#### Provided data:

☆ ☆ ☆

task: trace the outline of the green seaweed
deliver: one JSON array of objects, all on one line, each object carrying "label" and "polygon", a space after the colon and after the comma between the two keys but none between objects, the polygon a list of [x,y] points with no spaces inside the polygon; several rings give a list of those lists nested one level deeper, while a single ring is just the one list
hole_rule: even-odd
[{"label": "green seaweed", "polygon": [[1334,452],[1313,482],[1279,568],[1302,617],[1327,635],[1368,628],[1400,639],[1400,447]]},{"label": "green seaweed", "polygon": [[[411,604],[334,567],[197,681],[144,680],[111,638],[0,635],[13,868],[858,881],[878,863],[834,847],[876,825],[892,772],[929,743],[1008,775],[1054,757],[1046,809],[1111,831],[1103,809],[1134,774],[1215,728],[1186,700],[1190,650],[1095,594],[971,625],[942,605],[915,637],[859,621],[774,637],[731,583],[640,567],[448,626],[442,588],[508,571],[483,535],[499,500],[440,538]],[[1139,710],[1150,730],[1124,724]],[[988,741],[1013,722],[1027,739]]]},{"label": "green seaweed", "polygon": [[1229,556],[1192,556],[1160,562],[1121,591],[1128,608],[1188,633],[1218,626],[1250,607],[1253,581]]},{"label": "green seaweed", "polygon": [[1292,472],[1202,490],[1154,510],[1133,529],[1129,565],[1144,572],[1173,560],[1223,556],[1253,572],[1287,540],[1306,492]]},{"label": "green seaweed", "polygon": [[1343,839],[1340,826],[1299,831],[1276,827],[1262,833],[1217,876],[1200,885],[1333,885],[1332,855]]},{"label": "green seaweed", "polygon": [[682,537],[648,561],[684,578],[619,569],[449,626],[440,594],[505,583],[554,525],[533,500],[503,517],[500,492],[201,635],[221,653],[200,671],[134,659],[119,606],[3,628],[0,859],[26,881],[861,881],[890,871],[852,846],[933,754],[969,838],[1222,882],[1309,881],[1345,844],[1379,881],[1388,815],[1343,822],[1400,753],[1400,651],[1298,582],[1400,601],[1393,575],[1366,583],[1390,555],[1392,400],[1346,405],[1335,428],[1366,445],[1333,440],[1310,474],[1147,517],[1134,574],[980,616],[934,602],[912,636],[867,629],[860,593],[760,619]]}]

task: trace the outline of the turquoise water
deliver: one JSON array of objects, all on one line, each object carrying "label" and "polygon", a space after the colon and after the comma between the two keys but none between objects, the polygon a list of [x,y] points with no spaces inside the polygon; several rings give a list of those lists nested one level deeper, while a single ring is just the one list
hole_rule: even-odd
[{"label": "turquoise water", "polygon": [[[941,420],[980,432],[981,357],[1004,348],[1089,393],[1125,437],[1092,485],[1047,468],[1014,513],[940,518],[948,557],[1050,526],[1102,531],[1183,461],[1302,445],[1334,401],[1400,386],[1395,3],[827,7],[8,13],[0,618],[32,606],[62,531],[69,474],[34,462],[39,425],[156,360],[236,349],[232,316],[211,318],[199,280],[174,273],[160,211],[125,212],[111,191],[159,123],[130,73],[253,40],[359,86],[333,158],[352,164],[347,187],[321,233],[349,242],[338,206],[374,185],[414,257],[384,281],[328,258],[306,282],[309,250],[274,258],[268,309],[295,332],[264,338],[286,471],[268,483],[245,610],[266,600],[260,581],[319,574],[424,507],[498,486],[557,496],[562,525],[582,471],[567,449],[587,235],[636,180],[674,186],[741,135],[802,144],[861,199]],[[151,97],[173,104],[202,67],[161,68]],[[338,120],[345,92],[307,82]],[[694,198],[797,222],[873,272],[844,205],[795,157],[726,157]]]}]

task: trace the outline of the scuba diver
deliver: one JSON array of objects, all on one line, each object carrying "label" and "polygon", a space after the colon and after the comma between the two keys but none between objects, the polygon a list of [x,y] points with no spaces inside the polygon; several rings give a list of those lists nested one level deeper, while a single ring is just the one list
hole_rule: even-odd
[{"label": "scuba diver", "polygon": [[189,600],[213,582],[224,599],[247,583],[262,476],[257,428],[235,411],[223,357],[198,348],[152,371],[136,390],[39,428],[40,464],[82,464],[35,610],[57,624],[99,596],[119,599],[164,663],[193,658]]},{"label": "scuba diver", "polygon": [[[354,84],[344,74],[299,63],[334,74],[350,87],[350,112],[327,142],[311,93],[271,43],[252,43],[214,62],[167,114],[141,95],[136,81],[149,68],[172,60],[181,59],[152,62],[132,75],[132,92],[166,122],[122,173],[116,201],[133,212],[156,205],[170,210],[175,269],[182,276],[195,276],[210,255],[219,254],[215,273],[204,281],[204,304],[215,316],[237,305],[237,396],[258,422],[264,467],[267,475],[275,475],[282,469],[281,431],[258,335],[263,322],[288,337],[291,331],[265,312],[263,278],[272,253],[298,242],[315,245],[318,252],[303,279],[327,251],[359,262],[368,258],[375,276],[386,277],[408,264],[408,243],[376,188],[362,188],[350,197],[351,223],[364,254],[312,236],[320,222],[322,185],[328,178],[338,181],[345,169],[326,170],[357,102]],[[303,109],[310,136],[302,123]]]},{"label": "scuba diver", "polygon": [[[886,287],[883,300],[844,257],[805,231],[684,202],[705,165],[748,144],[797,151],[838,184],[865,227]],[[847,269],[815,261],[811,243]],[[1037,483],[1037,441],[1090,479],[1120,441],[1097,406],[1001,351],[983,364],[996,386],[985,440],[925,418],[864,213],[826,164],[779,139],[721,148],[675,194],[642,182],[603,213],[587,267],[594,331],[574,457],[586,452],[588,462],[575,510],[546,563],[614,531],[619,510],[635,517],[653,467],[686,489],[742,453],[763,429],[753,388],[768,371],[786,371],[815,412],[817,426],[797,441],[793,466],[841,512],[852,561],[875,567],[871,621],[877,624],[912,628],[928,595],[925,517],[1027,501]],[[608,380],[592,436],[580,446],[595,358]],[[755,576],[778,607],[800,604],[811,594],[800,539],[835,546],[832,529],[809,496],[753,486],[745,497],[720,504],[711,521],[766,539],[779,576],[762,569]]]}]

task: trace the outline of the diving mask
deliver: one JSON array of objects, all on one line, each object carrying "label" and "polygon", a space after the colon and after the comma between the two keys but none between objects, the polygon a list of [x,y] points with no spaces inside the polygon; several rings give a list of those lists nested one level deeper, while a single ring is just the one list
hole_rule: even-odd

☆ ☆ ☆

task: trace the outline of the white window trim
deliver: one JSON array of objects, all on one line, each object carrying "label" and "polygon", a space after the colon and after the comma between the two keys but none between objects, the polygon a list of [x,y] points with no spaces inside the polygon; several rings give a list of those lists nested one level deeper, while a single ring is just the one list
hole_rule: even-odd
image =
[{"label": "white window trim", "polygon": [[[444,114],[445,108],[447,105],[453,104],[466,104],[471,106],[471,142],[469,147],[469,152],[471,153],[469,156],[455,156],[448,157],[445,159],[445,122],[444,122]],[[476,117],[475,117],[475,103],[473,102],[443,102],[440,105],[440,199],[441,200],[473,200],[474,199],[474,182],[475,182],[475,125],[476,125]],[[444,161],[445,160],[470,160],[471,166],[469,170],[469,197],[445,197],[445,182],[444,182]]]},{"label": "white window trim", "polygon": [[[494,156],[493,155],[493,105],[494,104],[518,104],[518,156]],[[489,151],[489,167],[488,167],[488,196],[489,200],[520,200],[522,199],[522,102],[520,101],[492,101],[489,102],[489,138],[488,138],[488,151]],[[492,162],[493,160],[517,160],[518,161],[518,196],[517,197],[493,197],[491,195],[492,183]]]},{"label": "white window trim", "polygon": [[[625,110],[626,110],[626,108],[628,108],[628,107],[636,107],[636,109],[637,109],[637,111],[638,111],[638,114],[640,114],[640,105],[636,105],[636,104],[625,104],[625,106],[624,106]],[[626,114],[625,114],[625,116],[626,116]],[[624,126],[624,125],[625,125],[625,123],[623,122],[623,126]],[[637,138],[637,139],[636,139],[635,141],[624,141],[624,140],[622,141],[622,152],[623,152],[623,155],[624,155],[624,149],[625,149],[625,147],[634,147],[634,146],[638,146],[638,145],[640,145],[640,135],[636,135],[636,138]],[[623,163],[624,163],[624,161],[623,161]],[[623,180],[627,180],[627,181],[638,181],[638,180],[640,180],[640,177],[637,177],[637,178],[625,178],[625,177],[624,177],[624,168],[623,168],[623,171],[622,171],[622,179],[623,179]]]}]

☆ ☆ ☆

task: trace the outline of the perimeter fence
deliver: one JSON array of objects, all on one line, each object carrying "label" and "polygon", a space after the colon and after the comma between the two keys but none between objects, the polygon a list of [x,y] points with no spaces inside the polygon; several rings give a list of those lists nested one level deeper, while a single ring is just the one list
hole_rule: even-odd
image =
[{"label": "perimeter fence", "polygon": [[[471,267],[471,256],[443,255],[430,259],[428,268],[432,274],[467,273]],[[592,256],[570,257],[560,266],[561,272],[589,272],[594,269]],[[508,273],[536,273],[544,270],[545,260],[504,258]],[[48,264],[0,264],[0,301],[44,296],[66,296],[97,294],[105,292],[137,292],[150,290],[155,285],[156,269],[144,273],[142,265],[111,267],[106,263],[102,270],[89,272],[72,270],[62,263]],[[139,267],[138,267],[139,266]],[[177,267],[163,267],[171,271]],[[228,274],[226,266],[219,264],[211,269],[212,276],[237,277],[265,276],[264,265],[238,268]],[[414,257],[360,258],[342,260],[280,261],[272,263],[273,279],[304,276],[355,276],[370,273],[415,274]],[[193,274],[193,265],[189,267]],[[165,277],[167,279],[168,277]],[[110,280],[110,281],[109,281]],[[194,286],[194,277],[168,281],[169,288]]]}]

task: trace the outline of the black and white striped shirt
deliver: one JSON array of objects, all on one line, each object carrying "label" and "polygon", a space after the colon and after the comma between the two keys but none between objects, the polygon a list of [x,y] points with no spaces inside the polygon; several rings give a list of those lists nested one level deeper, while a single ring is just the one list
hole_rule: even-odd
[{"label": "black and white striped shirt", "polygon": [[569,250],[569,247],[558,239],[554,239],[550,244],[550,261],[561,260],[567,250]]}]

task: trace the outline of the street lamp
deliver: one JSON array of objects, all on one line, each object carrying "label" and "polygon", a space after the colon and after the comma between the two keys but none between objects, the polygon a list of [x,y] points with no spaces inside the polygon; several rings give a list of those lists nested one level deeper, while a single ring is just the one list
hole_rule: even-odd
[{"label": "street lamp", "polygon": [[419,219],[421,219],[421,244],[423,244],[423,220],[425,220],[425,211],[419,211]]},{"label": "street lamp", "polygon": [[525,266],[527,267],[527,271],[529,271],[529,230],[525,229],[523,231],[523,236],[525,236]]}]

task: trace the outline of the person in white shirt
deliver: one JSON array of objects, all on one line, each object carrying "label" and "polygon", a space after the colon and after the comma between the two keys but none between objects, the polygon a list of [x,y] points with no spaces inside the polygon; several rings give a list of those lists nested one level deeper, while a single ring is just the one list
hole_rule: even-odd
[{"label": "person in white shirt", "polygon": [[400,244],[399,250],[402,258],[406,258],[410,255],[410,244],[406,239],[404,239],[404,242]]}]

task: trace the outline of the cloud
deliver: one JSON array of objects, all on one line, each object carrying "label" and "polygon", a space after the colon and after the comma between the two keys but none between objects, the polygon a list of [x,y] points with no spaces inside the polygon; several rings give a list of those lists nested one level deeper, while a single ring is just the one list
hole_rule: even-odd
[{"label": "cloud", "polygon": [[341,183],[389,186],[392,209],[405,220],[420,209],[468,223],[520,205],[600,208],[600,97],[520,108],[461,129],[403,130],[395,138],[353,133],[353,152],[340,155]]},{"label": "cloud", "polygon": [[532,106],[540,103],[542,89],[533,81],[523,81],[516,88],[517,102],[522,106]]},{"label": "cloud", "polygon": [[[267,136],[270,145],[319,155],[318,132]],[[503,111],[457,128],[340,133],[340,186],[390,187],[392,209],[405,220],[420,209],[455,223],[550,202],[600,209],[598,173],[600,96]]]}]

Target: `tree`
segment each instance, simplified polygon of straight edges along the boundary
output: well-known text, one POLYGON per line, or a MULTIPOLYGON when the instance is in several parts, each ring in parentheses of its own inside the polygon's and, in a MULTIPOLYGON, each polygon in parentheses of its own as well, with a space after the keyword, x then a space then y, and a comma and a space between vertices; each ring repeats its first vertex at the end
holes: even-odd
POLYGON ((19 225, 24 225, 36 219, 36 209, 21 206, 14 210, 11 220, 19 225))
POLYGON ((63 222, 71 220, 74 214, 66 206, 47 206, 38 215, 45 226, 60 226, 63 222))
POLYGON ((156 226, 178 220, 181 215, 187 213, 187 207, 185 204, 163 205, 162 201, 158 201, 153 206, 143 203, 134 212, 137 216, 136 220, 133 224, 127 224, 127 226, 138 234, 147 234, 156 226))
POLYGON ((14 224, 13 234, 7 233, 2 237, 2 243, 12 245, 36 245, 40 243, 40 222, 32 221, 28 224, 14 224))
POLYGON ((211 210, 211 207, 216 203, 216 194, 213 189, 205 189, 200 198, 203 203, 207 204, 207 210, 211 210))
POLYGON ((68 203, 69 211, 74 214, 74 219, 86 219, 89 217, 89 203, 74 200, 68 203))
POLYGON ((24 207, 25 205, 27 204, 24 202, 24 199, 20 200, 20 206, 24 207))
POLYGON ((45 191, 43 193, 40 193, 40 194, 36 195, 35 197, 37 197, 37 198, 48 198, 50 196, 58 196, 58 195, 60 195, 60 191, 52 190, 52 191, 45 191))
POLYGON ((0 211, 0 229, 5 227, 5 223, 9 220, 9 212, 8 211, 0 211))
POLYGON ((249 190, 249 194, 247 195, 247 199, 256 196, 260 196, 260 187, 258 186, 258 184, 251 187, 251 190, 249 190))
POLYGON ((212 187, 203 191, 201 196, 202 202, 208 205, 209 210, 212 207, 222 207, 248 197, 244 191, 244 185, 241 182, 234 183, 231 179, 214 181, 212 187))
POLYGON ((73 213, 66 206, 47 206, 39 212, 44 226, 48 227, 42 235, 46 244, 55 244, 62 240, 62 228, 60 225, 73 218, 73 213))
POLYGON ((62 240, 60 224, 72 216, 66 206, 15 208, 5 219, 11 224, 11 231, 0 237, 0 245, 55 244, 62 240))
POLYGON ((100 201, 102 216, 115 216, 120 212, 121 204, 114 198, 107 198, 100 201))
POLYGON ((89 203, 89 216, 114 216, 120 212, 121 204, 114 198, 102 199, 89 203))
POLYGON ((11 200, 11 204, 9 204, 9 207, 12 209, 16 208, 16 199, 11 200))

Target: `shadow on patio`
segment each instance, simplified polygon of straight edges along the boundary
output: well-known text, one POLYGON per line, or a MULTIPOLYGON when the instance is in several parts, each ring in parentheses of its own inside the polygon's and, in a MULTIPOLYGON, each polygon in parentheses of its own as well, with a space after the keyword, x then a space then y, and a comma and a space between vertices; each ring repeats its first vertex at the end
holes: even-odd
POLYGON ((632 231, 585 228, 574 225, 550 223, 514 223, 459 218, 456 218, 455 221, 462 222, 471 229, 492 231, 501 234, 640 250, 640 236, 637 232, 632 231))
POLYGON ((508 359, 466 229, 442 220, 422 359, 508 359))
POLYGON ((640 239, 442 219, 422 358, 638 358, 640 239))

☆ ☆ ☆

#### Exercise prompt:
Return every line from the material that contains the word "outline".

#### Completed exercise:
task: trace the outline of the green seaweed
task: trace the outline of the turquoise water
task: trace the outline of the scuba diver
task: trace the outline of the diving mask
task: trace the outline of the white window trim
task: trace the outline of the perimeter fence
task: trace the outline of the black and white striped shirt
task: trace the outline of the street lamp
task: trace the outline of the person in white shirt
task: trace the outline of the cloud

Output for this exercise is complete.